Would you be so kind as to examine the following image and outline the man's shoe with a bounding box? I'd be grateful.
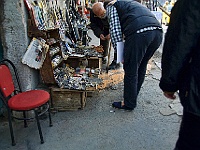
[102,57,106,64]
[112,102,133,111]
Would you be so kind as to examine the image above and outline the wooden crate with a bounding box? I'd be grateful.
[50,87,87,111]
[88,57,102,69]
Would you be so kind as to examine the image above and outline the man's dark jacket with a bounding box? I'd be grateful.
[90,10,109,38]
[113,0,161,36]
[160,0,200,116]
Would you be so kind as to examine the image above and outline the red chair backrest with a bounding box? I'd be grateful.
[0,64,15,97]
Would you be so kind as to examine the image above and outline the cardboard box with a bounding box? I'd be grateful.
[50,87,87,111]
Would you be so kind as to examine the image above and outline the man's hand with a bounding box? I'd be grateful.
[100,34,106,40]
[163,91,176,99]
[105,34,110,40]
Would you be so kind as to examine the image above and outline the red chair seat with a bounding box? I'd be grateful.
[8,90,50,110]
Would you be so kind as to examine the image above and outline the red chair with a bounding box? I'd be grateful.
[0,59,52,146]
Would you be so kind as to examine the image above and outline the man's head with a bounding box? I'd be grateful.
[92,2,106,18]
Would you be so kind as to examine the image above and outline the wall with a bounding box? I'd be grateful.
[0,0,40,90]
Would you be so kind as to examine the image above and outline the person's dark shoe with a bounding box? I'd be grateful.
[108,60,120,70]
[102,57,106,64]
[112,102,133,111]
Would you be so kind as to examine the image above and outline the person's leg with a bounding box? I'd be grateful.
[100,39,110,57]
[123,34,146,108]
[175,111,200,150]
[137,30,163,94]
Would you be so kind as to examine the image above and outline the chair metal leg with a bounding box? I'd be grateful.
[47,104,53,127]
[23,111,28,128]
[8,109,16,146]
[34,109,44,144]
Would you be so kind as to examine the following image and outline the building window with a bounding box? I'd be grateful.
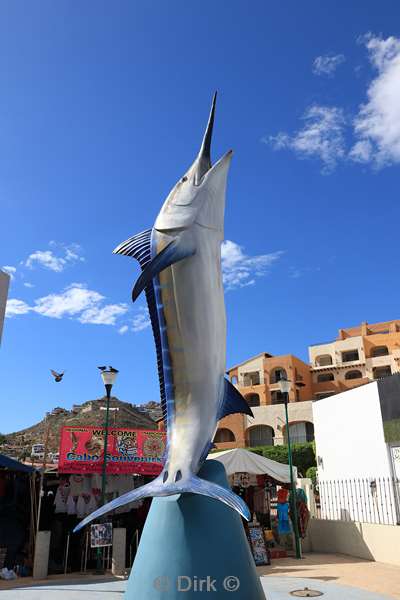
********************
THE REQUEST: Gather and copy out, in full, each line above in which the word "dark" appears.

WRITTEN RESPONSE:
Would you be so kind as to examine the image above and outline the man's dark jacket with a bounding box? I'd be grateful.
Would you be so kind as to examine the image above and outline the person's dark shoe with a bounding box? I'd be grateful.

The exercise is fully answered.